▶ [Work to be completed]:
Answer these questions from the passage on the Chilcot inquiry and the Bush-Blair notes below:
1. How did officials in the Cabinet Office see their task?
2. Which two of Blair's closest advisers does the passage say were allowed to publish freely on the same events?
3. Who were the successive cabinet secretaries named in connection with the dispute over disclosure?

▶ [Source extract]:
** Begin **
Officials in the Cabinet Office, who saw their task as guarding hallowed British traditions of secrecy, were horrified when they first heard of Chilcot’s intentions. Chilcot made clear that in his view the notes went to the heart of the inquiry – how Blair led Britain to join the invasion of Iraq.
The notes, “illuminate prime minister Blair’s positions at critical points”, he said. “The question when and how the prime minister made commitments to the US about the UK’s involvement in military action in Iraq, and subsequent decisions on the UK’s continuing involvement, is central to its considerations”, Chilcot stressed.
He made the point that it was a bit rich for cabinet secretaries to stop the release of the documents given that Blair and his closest advisers, including Jonathan Powell and Alastair Campbell, had been allowed to publish freely on the same events and on the same private conversations.
Some Whitehall officials blame Washington for refusing permission to reveal the content of the Bush-Blair notes. The truth is the dispute over disclosure was mainly the result of obstruction in Whitehall in discussions with successive cabinet secretaries, Sir Gus (now Lord) O’Donnell, and Sir Jeremy Heywood.
** End **
Extracted records
** Begin **
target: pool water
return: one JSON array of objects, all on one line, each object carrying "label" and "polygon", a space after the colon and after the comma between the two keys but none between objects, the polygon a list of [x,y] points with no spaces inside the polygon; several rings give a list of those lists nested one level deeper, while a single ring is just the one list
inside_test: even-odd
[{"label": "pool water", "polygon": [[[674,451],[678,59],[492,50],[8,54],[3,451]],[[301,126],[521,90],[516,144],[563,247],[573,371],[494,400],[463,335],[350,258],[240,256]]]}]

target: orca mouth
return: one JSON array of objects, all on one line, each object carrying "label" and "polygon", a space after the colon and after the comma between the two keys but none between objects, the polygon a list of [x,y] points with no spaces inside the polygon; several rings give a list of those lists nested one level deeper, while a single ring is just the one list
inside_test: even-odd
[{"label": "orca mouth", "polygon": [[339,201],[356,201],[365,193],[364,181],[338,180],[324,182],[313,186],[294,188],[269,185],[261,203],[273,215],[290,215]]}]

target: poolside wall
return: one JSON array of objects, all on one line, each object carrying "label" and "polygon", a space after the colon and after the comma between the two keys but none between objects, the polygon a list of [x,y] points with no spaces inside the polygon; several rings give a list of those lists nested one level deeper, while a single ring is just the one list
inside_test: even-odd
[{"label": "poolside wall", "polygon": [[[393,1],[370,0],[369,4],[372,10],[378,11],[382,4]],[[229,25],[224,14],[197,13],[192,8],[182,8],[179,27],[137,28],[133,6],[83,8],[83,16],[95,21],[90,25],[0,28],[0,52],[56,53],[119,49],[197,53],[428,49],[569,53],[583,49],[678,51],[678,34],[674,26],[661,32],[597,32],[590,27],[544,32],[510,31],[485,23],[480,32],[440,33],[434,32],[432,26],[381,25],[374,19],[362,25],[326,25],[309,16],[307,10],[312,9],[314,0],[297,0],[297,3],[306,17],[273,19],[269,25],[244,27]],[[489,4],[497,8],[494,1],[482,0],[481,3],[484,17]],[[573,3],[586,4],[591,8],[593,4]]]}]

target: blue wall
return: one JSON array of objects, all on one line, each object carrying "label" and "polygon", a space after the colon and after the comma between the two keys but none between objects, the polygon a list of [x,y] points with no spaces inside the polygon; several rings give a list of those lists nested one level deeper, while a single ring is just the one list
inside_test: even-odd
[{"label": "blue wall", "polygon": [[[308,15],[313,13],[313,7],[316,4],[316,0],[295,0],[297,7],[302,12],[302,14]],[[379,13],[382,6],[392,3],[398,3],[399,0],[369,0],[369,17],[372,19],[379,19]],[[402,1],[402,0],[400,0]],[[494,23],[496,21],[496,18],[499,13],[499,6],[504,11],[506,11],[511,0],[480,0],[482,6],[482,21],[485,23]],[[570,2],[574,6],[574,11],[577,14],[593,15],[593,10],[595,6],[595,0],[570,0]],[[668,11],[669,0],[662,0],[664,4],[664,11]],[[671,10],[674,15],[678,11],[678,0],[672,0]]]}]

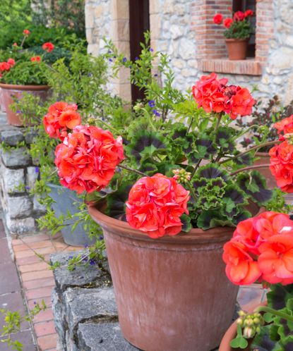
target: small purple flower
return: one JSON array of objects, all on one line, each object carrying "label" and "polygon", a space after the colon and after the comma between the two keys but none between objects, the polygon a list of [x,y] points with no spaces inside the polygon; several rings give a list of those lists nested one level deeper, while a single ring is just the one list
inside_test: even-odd
[{"label": "small purple flower", "polygon": [[154,101],[154,100],[150,100],[148,101],[148,106],[150,107],[155,107],[155,101]]},{"label": "small purple flower", "polygon": [[161,115],[159,113],[159,112],[157,112],[157,110],[153,110],[153,113],[154,113],[155,116],[156,116],[157,117],[160,117]]}]

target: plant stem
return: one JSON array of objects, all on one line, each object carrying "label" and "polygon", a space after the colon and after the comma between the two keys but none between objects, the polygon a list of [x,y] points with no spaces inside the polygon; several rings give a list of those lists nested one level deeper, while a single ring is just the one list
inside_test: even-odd
[{"label": "plant stem", "polygon": [[275,316],[279,316],[281,318],[284,318],[285,319],[287,319],[287,321],[293,322],[293,316],[290,316],[289,314],[287,314],[287,313],[281,312],[280,311],[277,311],[277,310],[274,309],[273,308],[268,307],[268,306],[260,306],[259,307],[257,307],[255,309],[255,311],[256,311],[256,312],[260,312],[263,311],[264,312],[271,313],[272,314],[274,314]]},{"label": "plant stem", "polygon": [[122,164],[120,164],[119,165],[119,167],[120,167],[121,168],[124,168],[124,169],[126,169],[127,171],[129,171],[130,172],[133,172],[135,173],[139,174],[140,176],[143,176],[143,177],[148,177],[147,174],[143,173],[143,172],[140,172],[140,171],[138,171],[137,169],[131,168],[128,166],[124,166],[124,165],[122,165]]},{"label": "plant stem", "polygon": [[237,169],[235,172],[230,173],[230,176],[235,176],[235,174],[239,173],[240,172],[243,172],[244,171],[248,171],[249,169],[254,169],[254,168],[262,168],[263,167],[268,167],[270,164],[256,164],[254,166],[249,166],[249,167],[244,167],[244,168]]},{"label": "plant stem", "polygon": [[192,171],[191,175],[190,176],[191,179],[192,179],[192,178],[193,177],[193,176],[196,174],[196,172],[198,168],[199,167],[199,165],[201,164],[201,162],[202,159],[200,159],[198,160],[198,162],[196,164],[196,166],[194,167],[193,171]]},{"label": "plant stem", "polygon": [[260,145],[256,145],[253,147],[251,147],[248,150],[244,151],[243,152],[241,152],[240,154],[238,154],[238,155],[235,155],[233,157],[231,157],[230,159],[227,159],[225,160],[221,161],[219,162],[219,164],[225,164],[225,162],[228,162],[229,161],[232,161],[235,159],[238,159],[238,157],[241,157],[243,155],[245,155],[246,154],[249,154],[251,151],[253,151],[258,149],[261,149],[261,147],[264,147],[265,146],[270,146],[270,145],[274,145],[275,144],[277,144],[280,142],[279,140],[274,140],[273,142],[265,142],[264,144],[261,144]]}]

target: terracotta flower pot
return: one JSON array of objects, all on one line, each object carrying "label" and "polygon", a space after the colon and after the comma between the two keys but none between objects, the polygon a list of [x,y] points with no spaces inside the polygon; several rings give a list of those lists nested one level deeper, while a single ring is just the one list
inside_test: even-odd
[{"label": "terracotta flower pot", "polygon": [[[258,209],[252,206],[256,214]],[[217,347],[238,292],[222,259],[234,229],[192,229],[154,240],[94,207],[88,211],[103,229],[125,338],[148,351]]]},{"label": "terracotta flower pot", "polygon": [[50,88],[48,85],[14,85],[4,83],[0,83],[0,87],[2,90],[2,99],[6,111],[7,122],[11,125],[18,127],[23,125],[23,121],[21,113],[15,113],[9,108],[10,105],[14,102],[13,98],[21,99],[23,92],[27,92],[45,100]]},{"label": "terracotta flower pot", "polygon": [[247,39],[226,39],[226,46],[229,60],[246,60]]},{"label": "terracotta flower pot", "polygon": [[[254,162],[255,165],[270,164],[270,156],[268,152],[256,152],[256,156],[258,157],[259,159]],[[269,189],[273,189],[274,187],[277,187],[275,177],[271,173],[270,168],[268,166],[256,168],[256,171],[258,171],[258,172],[265,177],[267,180],[267,186]]]}]

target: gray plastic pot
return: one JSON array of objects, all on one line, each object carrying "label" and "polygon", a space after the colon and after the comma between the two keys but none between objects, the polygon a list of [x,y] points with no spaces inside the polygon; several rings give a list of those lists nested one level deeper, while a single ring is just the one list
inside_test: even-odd
[{"label": "gray plastic pot", "polygon": [[[74,202],[78,202],[80,200],[73,191],[54,184],[49,183],[47,185],[51,189],[51,192],[49,195],[54,200],[52,208],[56,217],[61,215],[66,216],[68,211],[71,214],[74,214],[80,211],[78,207],[74,204]],[[67,223],[70,223],[70,221]],[[71,230],[72,225],[66,226],[61,230],[63,238],[68,245],[90,246],[95,244],[95,239],[90,239],[83,229],[83,223],[79,223],[75,230]]]}]

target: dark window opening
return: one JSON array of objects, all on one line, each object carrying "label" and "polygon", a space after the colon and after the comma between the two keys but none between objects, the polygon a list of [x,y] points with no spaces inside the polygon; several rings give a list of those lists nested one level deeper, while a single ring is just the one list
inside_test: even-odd
[{"label": "dark window opening", "polygon": [[251,25],[254,29],[254,33],[249,39],[249,46],[247,48],[247,56],[255,57],[256,56],[256,0],[233,0],[233,12],[243,11],[247,9],[252,10],[254,16],[251,17],[250,20]]},{"label": "dark window opening", "polygon": [[[149,0],[129,0],[130,58],[132,61],[140,54],[140,43],[144,42],[143,33],[147,30],[150,30]],[[132,84],[132,102],[144,97],[143,90]]]}]

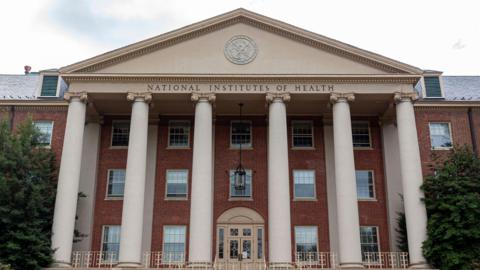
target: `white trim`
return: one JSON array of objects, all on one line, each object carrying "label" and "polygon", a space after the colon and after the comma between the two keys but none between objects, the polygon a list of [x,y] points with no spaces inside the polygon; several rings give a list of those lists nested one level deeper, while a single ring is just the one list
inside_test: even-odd
[{"label": "white trim", "polygon": [[[310,128],[312,129],[312,146],[295,146],[294,144],[294,133],[293,133],[293,128],[295,123],[308,123],[310,124]],[[290,121],[290,129],[292,133],[292,150],[315,150],[315,129],[314,129],[314,124],[313,120],[291,120]]]},{"label": "white trim", "polygon": [[[185,193],[185,197],[168,197],[168,173],[173,172],[173,171],[182,171],[187,173],[187,189]],[[166,169],[165,170],[165,194],[164,194],[164,200],[165,201],[187,201],[188,200],[188,175],[190,174],[190,171],[188,169]]]},{"label": "white trim", "polygon": [[232,127],[233,123],[249,123],[250,124],[250,144],[244,145],[242,144],[242,150],[251,150],[253,149],[253,124],[251,120],[231,120],[230,121],[230,149],[239,149],[240,144],[233,144],[232,143]]},{"label": "white trim", "polygon": [[[452,144],[452,146],[450,146],[450,147],[433,147],[433,145],[432,145],[432,133],[430,132],[430,125],[431,124],[447,124],[448,125],[448,132],[449,132],[449,135],[450,135],[450,143]],[[428,135],[429,135],[429,139],[430,139],[430,150],[437,151],[437,150],[451,150],[451,149],[453,149],[453,132],[452,132],[452,123],[451,122],[447,122],[447,121],[428,122]]]},{"label": "white trim", "polygon": [[128,149],[128,144],[127,145],[118,145],[118,146],[113,146],[113,126],[116,123],[129,123],[128,127],[128,140],[130,142],[130,120],[112,120],[112,124],[110,125],[110,144],[109,144],[109,149]]},{"label": "white trim", "polygon": [[[174,122],[184,122],[186,123],[186,127],[188,128],[188,139],[187,139],[187,145],[186,146],[171,146],[170,145],[170,125]],[[190,149],[190,133],[192,130],[192,123],[190,120],[181,120],[181,119],[176,119],[176,120],[169,120],[168,121],[168,137],[167,137],[167,149]]]},{"label": "white trim", "polygon": [[[355,173],[358,171],[362,172],[371,172],[372,173],[372,187],[373,187],[373,197],[371,198],[359,198],[358,197],[358,191],[357,191],[357,201],[377,201],[377,192],[376,192],[376,185],[375,185],[375,171],[374,170],[360,170],[360,169],[355,169]],[[355,179],[356,180],[356,179]],[[357,185],[358,186],[358,185]],[[358,187],[357,187],[358,188]]]},{"label": "white trim", "polygon": [[[295,189],[295,172],[307,171],[313,172],[313,197],[298,197]],[[294,201],[316,201],[317,200],[317,175],[315,169],[294,169],[292,170],[293,180],[293,200]]]}]

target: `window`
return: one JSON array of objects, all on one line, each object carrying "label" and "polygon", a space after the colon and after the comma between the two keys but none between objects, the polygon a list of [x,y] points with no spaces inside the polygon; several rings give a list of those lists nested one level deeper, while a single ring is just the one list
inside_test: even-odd
[{"label": "window", "polygon": [[310,121],[292,121],[293,147],[313,147],[313,127]]},{"label": "window", "polygon": [[42,89],[40,91],[41,97],[55,97],[57,96],[58,76],[43,76]]},{"label": "window", "polygon": [[40,131],[38,144],[50,146],[52,143],[53,121],[34,121],[33,125]]},{"label": "window", "polygon": [[[378,247],[378,231],[377,227],[361,226],[360,227],[360,246],[362,248],[362,260],[367,260],[366,252],[379,252]],[[377,261],[377,255],[368,256],[370,261]]]},{"label": "window", "polygon": [[425,97],[426,98],[442,98],[442,88],[440,86],[440,77],[424,77],[425,83]]},{"label": "window", "polygon": [[252,197],[252,170],[245,170],[247,173],[245,179],[245,189],[235,189],[235,170],[230,171],[230,197],[231,198],[250,198]]},{"label": "window", "polygon": [[185,260],[185,226],[163,227],[163,261]]},{"label": "window", "polygon": [[[312,258],[312,253],[318,251],[317,227],[295,226],[295,251],[297,252],[296,257],[300,261]],[[313,256],[315,255],[313,254]]]},{"label": "window", "polygon": [[118,261],[120,250],[120,226],[103,226],[102,251],[105,252],[103,261]]},{"label": "window", "polygon": [[450,123],[430,123],[429,126],[432,149],[445,149],[452,147]]},{"label": "window", "polygon": [[250,121],[232,121],[230,145],[238,148],[240,145],[245,148],[252,147],[252,123]]},{"label": "window", "polygon": [[373,171],[355,171],[357,178],[357,198],[374,199],[375,185],[373,183]]},{"label": "window", "polygon": [[315,199],[315,171],[293,171],[295,199]]},{"label": "window", "polygon": [[188,170],[167,170],[167,198],[187,198]]},{"label": "window", "polygon": [[111,169],[108,170],[108,187],[107,197],[123,197],[123,191],[125,188],[125,170],[124,169]]},{"label": "window", "polygon": [[129,122],[112,123],[112,146],[128,146]]},{"label": "window", "polygon": [[190,121],[170,121],[168,124],[168,146],[185,148],[190,145]]},{"label": "window", "polygon": [[371,147],[368,122],[352,122],[353,147]]}]

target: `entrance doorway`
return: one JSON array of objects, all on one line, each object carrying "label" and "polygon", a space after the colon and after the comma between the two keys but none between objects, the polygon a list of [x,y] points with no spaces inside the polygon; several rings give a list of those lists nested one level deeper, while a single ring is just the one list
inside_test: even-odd
[{"label": "entrance doorway", "polygon": [[263,218],[254,210],[236,207],[217,220],[216,262],[222,269],[263,269],[265,229]]}]

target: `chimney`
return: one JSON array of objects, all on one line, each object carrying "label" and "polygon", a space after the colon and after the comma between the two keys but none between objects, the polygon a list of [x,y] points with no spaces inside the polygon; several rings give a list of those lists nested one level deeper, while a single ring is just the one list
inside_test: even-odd
[{"label": "chimney", "polygon": [[25,70],[25,75],[28,75],[30,73],[30,70],[32,70],[31,66],[24,66],[23,69]]}]

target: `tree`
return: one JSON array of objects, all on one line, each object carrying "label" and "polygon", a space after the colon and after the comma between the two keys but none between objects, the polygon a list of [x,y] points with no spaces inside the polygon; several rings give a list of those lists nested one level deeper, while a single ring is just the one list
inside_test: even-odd
[{"label": "tree", "polygon": [[52,262],[56,163],[27,119],[11,132],[0,121],[0,262],[42,269]]},{"label": "tree", "polygon": [[427,260],[442,270],[480,269],[480,160],[457,147],[425,179]]}]

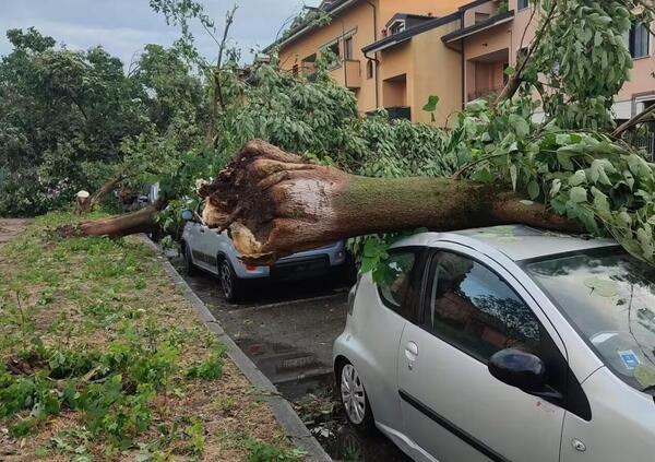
** End **
▶ [Exercise output]:
1. As guarding hallowed British traditions of secrecy.
2. Jonathan Powell and Alastair Campbell.
3. Sir Gus (now Lord) O'Donnell and Sir Jeremy Heywood.